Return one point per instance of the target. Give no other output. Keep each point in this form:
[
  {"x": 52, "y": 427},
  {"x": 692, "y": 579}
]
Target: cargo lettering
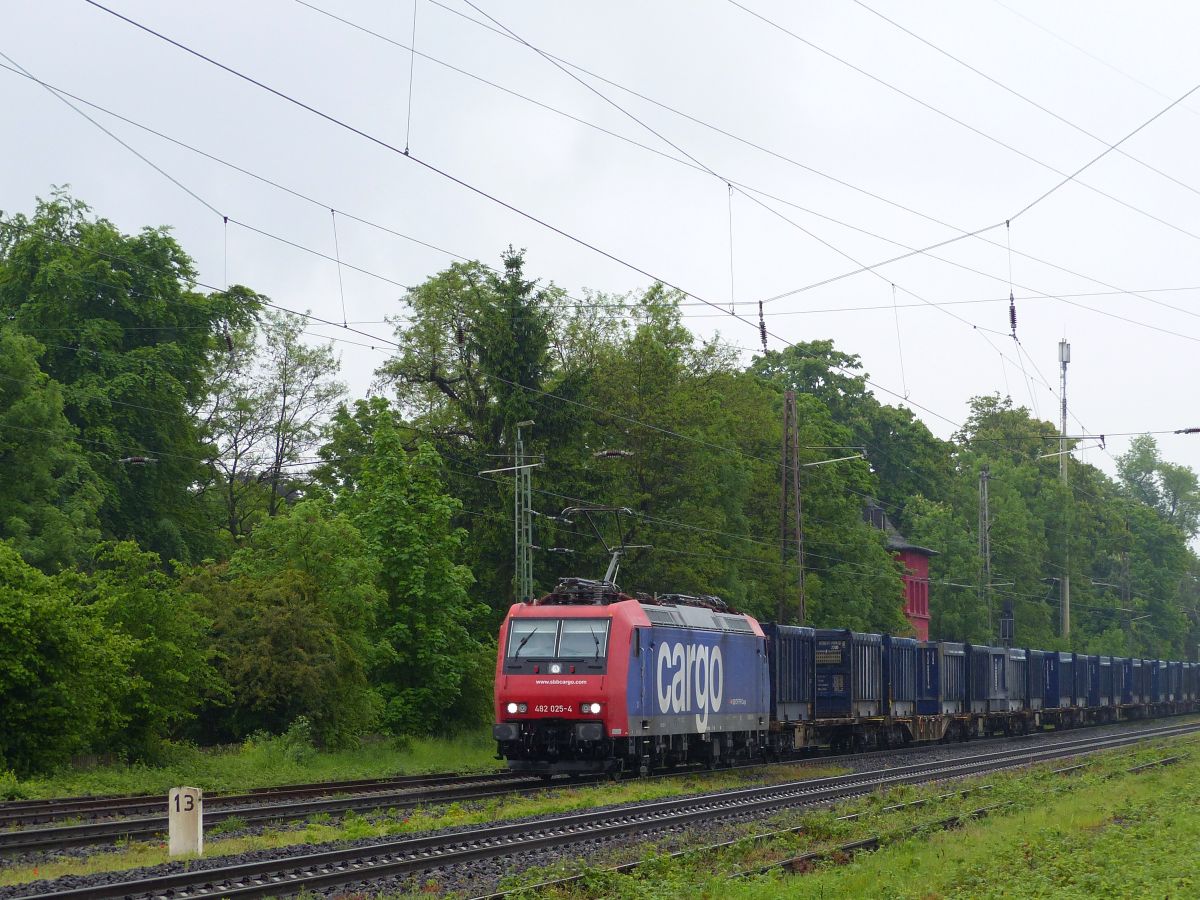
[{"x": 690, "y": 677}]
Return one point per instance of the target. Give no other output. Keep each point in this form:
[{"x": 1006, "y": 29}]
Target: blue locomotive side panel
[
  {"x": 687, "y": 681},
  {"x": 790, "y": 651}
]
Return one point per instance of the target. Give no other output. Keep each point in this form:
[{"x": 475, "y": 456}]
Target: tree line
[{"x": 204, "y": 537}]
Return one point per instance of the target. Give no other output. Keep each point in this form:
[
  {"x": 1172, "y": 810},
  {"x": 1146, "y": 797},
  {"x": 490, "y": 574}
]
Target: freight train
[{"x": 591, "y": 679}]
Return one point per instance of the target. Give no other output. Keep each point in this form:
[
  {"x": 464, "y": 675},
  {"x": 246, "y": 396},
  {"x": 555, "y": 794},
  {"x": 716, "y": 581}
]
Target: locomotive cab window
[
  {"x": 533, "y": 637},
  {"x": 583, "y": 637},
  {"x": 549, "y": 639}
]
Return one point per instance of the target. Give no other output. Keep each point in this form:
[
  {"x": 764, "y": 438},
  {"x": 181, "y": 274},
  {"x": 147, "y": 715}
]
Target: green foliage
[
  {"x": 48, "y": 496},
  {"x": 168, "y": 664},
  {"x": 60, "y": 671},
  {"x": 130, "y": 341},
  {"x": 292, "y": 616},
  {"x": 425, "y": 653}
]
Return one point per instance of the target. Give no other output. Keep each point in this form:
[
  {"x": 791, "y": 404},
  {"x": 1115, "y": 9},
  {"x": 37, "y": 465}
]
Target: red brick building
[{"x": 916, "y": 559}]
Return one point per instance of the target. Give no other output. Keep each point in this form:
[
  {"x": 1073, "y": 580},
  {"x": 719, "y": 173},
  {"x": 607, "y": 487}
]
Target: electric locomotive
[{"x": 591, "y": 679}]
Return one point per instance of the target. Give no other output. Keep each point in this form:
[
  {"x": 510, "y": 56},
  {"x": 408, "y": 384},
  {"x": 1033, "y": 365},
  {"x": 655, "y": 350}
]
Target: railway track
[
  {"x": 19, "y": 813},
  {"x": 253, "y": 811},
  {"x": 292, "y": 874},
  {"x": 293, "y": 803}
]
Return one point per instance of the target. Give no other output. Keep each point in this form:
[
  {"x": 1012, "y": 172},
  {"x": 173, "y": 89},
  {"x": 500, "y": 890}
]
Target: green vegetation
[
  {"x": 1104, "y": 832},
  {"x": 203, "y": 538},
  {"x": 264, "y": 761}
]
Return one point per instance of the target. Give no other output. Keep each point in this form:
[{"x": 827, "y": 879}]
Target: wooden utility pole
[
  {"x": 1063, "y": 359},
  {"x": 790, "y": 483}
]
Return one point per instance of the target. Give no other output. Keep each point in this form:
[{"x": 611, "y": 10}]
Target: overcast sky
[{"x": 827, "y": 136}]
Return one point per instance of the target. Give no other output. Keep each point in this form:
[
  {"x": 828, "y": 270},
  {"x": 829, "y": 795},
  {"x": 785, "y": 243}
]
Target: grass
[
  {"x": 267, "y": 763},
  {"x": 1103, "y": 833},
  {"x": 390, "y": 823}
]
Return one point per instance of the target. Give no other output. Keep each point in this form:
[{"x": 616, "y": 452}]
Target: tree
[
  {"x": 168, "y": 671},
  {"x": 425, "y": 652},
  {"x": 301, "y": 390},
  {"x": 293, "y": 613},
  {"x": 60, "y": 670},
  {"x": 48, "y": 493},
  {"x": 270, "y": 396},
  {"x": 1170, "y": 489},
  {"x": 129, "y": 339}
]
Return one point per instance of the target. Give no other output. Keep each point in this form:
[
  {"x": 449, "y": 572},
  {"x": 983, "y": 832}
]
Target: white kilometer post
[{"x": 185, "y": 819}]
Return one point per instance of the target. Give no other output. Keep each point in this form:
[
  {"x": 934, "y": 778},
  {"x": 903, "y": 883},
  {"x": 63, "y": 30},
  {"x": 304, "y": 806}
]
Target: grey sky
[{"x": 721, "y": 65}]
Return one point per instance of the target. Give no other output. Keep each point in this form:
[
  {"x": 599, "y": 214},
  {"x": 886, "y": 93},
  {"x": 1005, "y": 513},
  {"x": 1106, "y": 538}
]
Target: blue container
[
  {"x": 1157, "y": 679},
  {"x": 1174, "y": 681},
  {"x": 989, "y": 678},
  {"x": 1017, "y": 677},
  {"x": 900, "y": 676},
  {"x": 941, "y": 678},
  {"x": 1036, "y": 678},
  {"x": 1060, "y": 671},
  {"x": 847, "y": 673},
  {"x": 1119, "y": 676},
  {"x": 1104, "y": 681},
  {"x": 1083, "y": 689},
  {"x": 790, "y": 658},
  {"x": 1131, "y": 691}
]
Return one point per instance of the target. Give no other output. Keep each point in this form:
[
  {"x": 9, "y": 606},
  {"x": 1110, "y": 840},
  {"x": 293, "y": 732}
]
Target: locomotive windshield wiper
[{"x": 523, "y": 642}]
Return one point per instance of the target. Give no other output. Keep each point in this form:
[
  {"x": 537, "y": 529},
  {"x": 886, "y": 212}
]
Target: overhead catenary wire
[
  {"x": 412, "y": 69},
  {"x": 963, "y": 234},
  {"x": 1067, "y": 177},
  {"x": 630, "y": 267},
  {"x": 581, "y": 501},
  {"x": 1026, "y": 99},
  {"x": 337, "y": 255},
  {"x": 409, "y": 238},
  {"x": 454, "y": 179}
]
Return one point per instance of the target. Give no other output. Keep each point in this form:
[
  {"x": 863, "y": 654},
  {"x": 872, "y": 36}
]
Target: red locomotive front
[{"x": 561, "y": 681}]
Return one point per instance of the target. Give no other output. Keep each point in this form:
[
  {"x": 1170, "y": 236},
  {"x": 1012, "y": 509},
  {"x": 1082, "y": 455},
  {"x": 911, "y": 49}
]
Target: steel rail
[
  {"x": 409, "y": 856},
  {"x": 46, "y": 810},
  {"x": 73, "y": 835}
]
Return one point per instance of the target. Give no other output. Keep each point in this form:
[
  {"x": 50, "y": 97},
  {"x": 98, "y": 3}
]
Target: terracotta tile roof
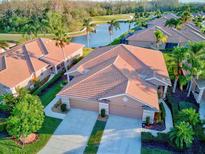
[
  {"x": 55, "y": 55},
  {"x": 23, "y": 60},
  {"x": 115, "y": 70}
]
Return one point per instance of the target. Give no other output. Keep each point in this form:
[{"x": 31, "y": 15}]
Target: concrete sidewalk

━━━━

__TASK TO COMPLETE__: An exact copy of every record above is required, with all pictures omitted.

__ANSWER SECTION__:
Return one point per instance of the target. Give no other output. Keep each point in this form:
[
  {"x": 52, "y": 427},
  {"x": 692, "y": 579}
]
Target: cargo lettering
[{"x": 690, "y": 677}]
Return one point per instance of the target. Give no other output. Keep each point in this form:
[{"x": 1006, "y": 29}]
Target: blue locomotive side panel
[
  {"x": 687, "y": 681},
  {"x": 790, "y": 651}
]
Return one point per instance of the target. Give no other output. Keep each point in this form:
[{"x": 475, "y": 456}]
Target: tree line
[{"x": 204, "y": 537}]
Return one point per instance of the target. Give no other output. Keep each point in this form:
[
  {"x": 1172, "y": 810},
  {"x": 1146, "y": 797},
  {"x": 490, "y": 574}
]
Target: freight train
[{"x": 591, "y": 679}]
Return one point per instance of the target. Give no other output. Keep each point in this form:
[
  {"x": 464, "y": 675},
  {"x": 246, "y": 396},
  {"x": 555, "y": 794},
  {"x": 716, "y": 581}
]
Target: locomotive cab window
[
  {"x": 533, "y": 637},
  {"x": 583, "y": 637},
  {"x": 549, "y": 639}
]
Return one point per instance of the target. Give no other output. Keep each point in this form:
[
  {"x": 764, "y": 438},
  {"x": 181, "y": 274},
  {"x": 147, "y": 715}
]
Target: green foliage
[
  {"x": 48, "y": 496},
  {"x": 168, "y": 664},
  {"x": 60, "y": 671},
  {"x": 130, "y": 341},
  {"x": 292, "y": 616},
  {"x": 425, "y": 653}
]
Return one point per instance of the target. Give no other output. Keep each point in this form:
[
  {"x": 791, "y": 404},
  {"x": 1115, "y": 9},
  {"x": 37, "y": 465}
]
Target: red brick building
[{"x": 916, "y": 559}]
Return one point per instance of the target. Give no other output. Keep each point in this form:
[
  {"x": 1073, "y": 580},
  {"x": 719, "y": 173},
  {"x": 607, "y": 487}
]
Target: electric locomotive
[{"x": 591, "y": 679}]
Return one point per instance of the target. Give no other output. Keep each point in this form:
[
  {"x": 510, "y": 56},
  {"x": 408, "y": 384},
  {"x": 1033, "y": 365},
  {"x": 655, "y": 350}
]
Target: railway track
[
  {"x": 19, "y": 813},
  {"x": 253, "y": 811},
  {"x": 292, "y": 874},
  {"x": 293, "y": 803}
]
Return one point per instance of the target. Give no other output. Keep each point in this form:
[
  {"x": 1012, "y": 172},
  {"x": 173, "y": 89},
  {"x": 500, "y": 890}
]
Target: green vegetation
[
  {"x": 1104, "y": 832},
  {"x": 203, "y": 538},
  {"x": 264, "y": 761}
]
Return one point per instance of the target. Give no other output. Keep each point in this form:
[{"x": 827, "y": 879}]
Target: wooden utility pole
[
  {"x": 1063, "y": 359},
  {"x": 790, "y": 483}
]
Return one point per instance of the target. Give no other output. Keep each point in this form:
[{"x": 611, "y": 10}]
Target: overcast sky
[{"x": 827, "y": 136}]
Return one point per instance of the target. Give no other output. Keep each point in this form:
[
  {"x": 828, "y": 270},
  {"x": 829, "y": 795},
  {"x": 785, "y": 243}
]
Target: grass
[
  {"x": 267, "y": 763},
  {"x": 1103, "y": 833},
  {"x": 390, "y": 823}
]
Return one point per instance of the target. Give no other output. Keep each point in this form:
[{"x": 616, "y": 452}]
Target: tree
[
  {"x": 168, "y": 671},
  {"x": 425, "y": 652},
  {"x": 301, "y": 390},
  {"x": 293, "y": 613},
  {"x": 60, "y": 670},
  {"x": 48, "y": 493},
  {"x": 270, "y": 396},
  {"x": 1170, "y": 489},
  {"x": 129, "y": 339}
]
Return one point per instance of the target. Give no other output. Keep each point in this form:
[
  {"x": 449, "y": 572},
  {"x": 983, "y": 832}
]
Target: white kilometer post
[{"x": 185, "y": 819}]
Return one point per instance of the target. Give no other output. Keep each point in this form:
[
  {"x": 934, "y": 778},
  {"x": 903, "y": 883},
  {"x": 63, "y": 30},
  {"x": 304, "y": 806}
]
Target: grey sky
[{"x": 721, "y": 65}]
Return one point per instance of the target. Give no other output. Keep each point in this form:
[
  {"x": 599, "y": 214},
  {"x": 886, "y": 93},
  {"x": 1005, "y": 513},
  {"x": 1106, "y": 538}
]
Target: blue container
[
  {"x": 1157, "y": 679},
  {"x": 1174, "y": 681},
  {"x": 989, "y": 678},
  {"x": 1017, "y": 677},
  {"x": 900, "y": 676},
  {"x": 941, "y": 678},
  {"x": 1036, "y": 678},
  {"x": 1060, "y": 671},
  {"x": 847, "y": 673},
  {"x": 1119, "y": 676},
  {"x": 1104, "y": 681},
  {"x": 1083, "y": 689},
  {"x": 790, "y": 658},
  {"x": 1131, "y": 691}
]
Return one point per instance of the target. Give no other output. Keep each point in this form:
[
  {"x": 9, "y": 606},
  {"x": 1110, "y": 840},
  {"x": 293, "y": 732}
]
Target: locomotive windshield wiper
[{"x": 523, "y": 642}]
Return one point per instance of the target. Give no other output. Keep each point in this form:
[
  {"x": 537, "y": 529},
  {"x": 886, "y": 212}
]
Target: overhead catenary wire
[
  {"x": 412, "y": 69},
  {"x": 963, "y": 234},
  {"x": 1067, "y": 177},
  {"x": 630, "y": 267},
  {"x": 581, "y": 501},
  {"x": 1026, "y": 99},
  {"x": 337, "y": 255},
  {"x": 409, "y": 238},
  {"x": 454, "y": 179}
]
Return one point per instance of the target. Give no other output. Keep each point in this form:
[
  {"x": 863, "y": 654},
  {"x": 872, "y": 36}
]
Target: red locomotive front
[{"x": 561, "y": 681}]
Return one point per instance of the target. Give no other output. Keep each point in this form:
[
  {"x": 1170, "y": 236},
  {"x": 1012, "y": 509},
  {"x": 1082, "y": 455},
  {"x": 911, "y": 49}
]
Target: steel rail
[
  {"x": 409, "y": 856},
  {"x": 46, "y": 810},
  {"x": 73, "y": 835}
]
Return one point per instance of the target. Give no other output. Keep each point in this form:
[
  {"x": 50, "y": 97},
  {"x": 98, "y": 3}
]
Target: terracotta tile roof
[
  {"x": 55, "y": 55},
  {"x": 23, "y": 60},
  {"x": 115, "y": 70}
]
Return one point per instance of the target. Give no other output. Keep each point in this form:
[{"x": 31, "y": 15}]
Target: concrete sidewalk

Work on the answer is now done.